EXCERTO DA PÁGINA:
● ● ● ●
Estima-se que as complicações de feridas cirúrgicas (CFC) sejam uma das principais causas a nível mundial de morbidade após a cirurgia, sendo que a mortalidade afeta 1-4 % dos doentes após a cirurgia gastrointestinal (Pearse et al, 2012; Collaborative GS, 2017). A Lancet Commission on Global Surgery estima que mais de metade dos 4,2 milhões de mortes pós-operatórias por ano ocorre em países de rendimento médio e baixo (PRMB; GBD, 2017). A redução das CFC requer não só uma expansão dos serviços nos PRMB mas também a atribuição de prioridade à investigação destinada a intervenções cirúrgicas mais seguras e com menos complicações evitáveis (Nepogodiev et al, 2019). Além disso, o impacto das CFC nos doentes e familiares é considerável e não difere da situação dos que sofrem de feridas crónicas.
● ● ● ●
(Dados de apontamento por expressão referencial)
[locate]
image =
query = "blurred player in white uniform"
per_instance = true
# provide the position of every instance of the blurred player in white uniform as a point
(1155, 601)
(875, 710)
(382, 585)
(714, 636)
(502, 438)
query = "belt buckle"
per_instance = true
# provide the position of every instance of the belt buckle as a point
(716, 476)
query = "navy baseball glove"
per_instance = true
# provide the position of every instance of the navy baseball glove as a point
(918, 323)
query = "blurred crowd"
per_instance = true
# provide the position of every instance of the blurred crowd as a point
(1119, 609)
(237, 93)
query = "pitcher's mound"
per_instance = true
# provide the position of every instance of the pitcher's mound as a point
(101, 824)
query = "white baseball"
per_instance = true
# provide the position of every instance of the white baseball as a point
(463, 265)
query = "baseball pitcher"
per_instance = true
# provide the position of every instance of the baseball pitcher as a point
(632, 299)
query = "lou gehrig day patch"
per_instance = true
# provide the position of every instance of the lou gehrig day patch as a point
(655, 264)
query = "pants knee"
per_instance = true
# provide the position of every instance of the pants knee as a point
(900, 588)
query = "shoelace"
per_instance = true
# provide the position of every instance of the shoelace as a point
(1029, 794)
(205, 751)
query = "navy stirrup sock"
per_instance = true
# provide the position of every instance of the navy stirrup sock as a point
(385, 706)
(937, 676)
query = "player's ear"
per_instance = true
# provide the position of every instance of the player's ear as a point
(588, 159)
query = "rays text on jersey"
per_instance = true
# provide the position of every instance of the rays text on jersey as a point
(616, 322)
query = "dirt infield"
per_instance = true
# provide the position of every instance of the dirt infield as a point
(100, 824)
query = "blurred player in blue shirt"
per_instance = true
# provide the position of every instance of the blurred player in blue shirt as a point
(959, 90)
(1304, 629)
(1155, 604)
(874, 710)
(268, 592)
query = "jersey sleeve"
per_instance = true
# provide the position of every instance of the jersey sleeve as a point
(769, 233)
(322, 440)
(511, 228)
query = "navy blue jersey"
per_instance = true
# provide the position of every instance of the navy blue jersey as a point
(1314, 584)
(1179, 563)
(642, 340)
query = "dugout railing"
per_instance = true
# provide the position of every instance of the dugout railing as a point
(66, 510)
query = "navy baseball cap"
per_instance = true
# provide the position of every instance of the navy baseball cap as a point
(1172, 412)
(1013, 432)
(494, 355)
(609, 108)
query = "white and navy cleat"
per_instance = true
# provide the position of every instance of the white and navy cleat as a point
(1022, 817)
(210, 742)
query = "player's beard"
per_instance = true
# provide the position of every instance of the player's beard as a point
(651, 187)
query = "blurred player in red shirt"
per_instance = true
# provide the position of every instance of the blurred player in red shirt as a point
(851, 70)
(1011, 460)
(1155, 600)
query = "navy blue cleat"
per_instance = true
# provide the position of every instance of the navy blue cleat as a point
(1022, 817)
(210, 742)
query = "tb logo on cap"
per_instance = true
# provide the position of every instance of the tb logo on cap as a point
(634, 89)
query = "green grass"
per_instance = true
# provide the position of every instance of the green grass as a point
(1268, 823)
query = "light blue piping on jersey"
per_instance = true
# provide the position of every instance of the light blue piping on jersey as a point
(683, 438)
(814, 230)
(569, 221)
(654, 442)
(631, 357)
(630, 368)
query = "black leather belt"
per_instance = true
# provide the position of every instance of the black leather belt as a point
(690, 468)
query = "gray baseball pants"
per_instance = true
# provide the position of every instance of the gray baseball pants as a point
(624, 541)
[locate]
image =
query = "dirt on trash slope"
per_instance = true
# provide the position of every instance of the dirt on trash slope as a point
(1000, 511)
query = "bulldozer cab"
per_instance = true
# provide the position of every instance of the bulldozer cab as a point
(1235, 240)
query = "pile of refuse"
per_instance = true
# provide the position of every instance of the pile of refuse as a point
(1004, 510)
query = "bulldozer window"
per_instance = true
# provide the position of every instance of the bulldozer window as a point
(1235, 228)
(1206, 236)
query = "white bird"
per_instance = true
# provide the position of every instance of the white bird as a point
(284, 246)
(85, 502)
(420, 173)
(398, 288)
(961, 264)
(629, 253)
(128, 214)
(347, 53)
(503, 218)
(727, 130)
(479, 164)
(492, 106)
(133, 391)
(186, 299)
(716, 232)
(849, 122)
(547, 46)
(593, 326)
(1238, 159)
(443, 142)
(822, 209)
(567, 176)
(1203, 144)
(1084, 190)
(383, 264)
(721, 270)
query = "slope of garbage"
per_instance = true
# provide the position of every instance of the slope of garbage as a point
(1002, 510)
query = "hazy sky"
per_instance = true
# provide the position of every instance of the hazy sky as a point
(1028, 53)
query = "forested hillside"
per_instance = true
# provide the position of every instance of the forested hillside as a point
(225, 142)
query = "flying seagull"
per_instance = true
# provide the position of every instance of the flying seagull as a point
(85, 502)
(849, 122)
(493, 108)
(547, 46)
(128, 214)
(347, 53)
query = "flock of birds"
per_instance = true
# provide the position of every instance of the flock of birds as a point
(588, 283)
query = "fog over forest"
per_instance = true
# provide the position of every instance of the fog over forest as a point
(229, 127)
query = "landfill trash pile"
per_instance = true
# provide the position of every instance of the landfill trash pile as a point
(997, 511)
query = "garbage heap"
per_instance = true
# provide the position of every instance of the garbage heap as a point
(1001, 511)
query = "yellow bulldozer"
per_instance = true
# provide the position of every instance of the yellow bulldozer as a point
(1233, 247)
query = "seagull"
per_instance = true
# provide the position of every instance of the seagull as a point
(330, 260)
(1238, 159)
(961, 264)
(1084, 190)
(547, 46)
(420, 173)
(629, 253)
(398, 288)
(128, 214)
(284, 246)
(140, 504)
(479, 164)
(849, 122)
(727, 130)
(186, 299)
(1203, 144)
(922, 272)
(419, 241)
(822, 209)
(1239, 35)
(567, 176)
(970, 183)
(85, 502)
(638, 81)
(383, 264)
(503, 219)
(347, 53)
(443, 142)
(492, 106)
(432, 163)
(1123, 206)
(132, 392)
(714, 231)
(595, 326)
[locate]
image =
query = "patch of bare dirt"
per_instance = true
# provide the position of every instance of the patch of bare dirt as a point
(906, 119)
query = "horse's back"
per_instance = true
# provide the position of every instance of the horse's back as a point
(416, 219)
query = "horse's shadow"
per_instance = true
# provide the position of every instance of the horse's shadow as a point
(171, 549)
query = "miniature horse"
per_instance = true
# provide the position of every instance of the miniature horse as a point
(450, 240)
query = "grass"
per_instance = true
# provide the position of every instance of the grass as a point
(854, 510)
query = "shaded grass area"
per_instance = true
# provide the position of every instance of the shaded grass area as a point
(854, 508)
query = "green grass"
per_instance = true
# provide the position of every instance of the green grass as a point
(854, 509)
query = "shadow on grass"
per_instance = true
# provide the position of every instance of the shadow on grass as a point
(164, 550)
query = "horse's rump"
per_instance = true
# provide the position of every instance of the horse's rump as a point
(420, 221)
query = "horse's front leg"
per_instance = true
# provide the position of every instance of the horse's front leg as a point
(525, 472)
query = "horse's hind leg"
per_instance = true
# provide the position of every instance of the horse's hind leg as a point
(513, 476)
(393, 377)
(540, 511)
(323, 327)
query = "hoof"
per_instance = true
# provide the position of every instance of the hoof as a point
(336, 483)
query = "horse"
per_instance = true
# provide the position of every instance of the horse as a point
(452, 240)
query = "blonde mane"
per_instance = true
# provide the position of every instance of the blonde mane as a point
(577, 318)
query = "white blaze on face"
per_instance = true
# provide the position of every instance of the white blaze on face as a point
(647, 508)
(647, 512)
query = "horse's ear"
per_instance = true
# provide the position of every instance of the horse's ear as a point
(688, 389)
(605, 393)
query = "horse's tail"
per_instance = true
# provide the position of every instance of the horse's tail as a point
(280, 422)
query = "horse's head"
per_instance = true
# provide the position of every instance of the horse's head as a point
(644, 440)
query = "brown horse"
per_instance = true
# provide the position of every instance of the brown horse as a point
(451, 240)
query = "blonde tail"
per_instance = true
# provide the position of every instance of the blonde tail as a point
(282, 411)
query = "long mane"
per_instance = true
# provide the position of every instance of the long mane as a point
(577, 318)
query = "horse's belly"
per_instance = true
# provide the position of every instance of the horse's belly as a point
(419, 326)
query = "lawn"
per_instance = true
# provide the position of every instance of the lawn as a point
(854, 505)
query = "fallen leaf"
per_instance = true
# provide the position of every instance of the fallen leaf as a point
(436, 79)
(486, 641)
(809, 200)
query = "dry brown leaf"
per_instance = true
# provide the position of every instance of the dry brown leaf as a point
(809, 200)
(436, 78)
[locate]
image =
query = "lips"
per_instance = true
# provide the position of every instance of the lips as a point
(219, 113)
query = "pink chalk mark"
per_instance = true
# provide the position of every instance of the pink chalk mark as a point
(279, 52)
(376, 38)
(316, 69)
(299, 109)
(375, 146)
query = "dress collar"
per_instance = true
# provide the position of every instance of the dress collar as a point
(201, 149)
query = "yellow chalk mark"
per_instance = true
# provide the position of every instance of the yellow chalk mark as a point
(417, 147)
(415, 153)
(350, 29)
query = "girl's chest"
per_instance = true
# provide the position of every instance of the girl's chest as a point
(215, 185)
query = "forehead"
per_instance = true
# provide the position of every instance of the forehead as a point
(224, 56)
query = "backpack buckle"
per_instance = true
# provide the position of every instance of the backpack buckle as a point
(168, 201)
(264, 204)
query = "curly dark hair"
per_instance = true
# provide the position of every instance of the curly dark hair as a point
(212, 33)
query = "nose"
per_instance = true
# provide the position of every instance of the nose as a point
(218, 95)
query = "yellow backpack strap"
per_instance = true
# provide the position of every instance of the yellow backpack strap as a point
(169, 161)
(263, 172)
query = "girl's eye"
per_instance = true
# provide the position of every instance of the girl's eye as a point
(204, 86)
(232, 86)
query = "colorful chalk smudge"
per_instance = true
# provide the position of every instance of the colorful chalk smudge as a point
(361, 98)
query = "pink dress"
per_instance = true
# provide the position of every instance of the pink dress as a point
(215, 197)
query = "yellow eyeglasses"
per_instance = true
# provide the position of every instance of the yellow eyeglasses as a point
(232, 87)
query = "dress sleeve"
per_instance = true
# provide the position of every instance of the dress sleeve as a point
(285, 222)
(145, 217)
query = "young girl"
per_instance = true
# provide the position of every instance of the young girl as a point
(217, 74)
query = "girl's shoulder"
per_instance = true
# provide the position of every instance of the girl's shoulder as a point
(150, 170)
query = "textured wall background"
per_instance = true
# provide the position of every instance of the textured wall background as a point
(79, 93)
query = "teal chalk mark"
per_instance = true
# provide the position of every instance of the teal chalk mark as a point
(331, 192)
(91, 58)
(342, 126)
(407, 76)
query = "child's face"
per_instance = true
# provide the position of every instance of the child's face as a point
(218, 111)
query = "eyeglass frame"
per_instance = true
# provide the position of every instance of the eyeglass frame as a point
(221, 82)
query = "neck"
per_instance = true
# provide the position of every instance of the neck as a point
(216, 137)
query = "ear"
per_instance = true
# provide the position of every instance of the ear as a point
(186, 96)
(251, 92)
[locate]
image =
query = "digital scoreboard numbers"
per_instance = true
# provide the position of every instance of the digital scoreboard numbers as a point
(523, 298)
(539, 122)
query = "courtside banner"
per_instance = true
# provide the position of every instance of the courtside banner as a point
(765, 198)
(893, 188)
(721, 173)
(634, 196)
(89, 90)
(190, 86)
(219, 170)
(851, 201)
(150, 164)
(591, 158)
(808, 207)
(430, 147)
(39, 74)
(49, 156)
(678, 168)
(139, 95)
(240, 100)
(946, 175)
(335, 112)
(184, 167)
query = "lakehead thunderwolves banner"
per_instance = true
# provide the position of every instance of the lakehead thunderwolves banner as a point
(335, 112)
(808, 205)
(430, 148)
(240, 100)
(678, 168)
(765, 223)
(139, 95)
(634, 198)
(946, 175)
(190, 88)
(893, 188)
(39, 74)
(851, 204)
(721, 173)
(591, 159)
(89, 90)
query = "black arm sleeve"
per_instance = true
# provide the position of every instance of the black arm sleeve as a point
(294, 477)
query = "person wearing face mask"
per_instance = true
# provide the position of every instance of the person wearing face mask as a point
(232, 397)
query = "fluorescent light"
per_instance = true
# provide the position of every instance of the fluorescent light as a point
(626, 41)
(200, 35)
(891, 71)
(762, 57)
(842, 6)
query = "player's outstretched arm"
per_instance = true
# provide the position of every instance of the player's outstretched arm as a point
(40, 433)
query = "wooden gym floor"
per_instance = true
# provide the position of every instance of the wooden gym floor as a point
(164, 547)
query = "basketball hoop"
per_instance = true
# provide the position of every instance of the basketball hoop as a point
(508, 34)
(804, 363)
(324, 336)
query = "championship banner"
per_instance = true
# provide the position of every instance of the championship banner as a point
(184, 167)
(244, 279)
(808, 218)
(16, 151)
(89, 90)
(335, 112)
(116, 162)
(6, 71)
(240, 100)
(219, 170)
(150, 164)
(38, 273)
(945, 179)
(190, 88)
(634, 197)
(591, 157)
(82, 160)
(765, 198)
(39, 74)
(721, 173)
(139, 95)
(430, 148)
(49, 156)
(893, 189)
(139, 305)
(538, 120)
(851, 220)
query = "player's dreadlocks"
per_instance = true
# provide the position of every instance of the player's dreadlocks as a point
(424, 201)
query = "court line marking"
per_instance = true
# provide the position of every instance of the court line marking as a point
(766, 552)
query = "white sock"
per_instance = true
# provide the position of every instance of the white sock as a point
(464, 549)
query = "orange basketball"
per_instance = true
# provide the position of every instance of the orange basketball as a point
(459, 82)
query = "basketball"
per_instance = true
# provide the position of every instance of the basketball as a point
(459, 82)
● ● ● ●
TAREFA SOLICITADA A: Transcreva do excerto sobre complicações de feridas cirúrgicas o trecho que começa em "Estima-se que as" e vai até "de feridas crónicas.".
TAREFA SOLICITADA B: Para cada afirmação, diga se está de acordo com o excerto sobre complicações de feridas cirúrgicas, respondendo sim ou não e citando literalmente as palavras decisivas: (i) a mortalidade após a cirurgia gastrointestinal afeta 1-4 % dos doentes; (ii) mais de metade das mortes pós-operatórias anuais ocorre em países de rendimento elevado; (iii) o impacto das CFC nos doentes e familiares difere do impacto das feridas crónicas.
Não é preciso recorrer às linhas.

RESULTADO DA TAREFA A:
Estima-se que as complicações de feridas cirúrgicas (CFC) sejam uma das principais causas a nível mundial de morbidade após a cirurgia, sendo que a mortalidade afeta 1-4 % dos doentes após a cirurgia gastrointestinal (Pearse et al, 2012; Collaborative GS, 2017). A Lancet Commission on Global Surgery estima que mais de metade dos 4,2 milhões de mortes pós-operatórias por ano ocorre em países de rendimento médio e baixo (PRMB; GBD, 2017). A redução das CFC requer não só uma expansão dos serviços nos PRMB mas também a atribuição de prioridade à investigação destinada a intervenções cirúrgicas mais seguras e com menos complicações evitáveis (Nepogodiev et al, 2019). Além disso, o impacto das CFC nos doentes e familiares é considerável e não difere da situação dos que sofrem de feridas crónicas.

RESULTADO DA TAREFA B:
(i) Sim: "sendo que a mortalidade afeta 1-4 % dos doentes após a cirurgia gastrointestinal".
(ii) Não: "mais de metade dos 4,2 milhões de mortes pós-operatórias por ano ocorre em países de rendimento médio e baixo".
(iii) Não: "não difere da situação dos que sofrem de feridas crónicas".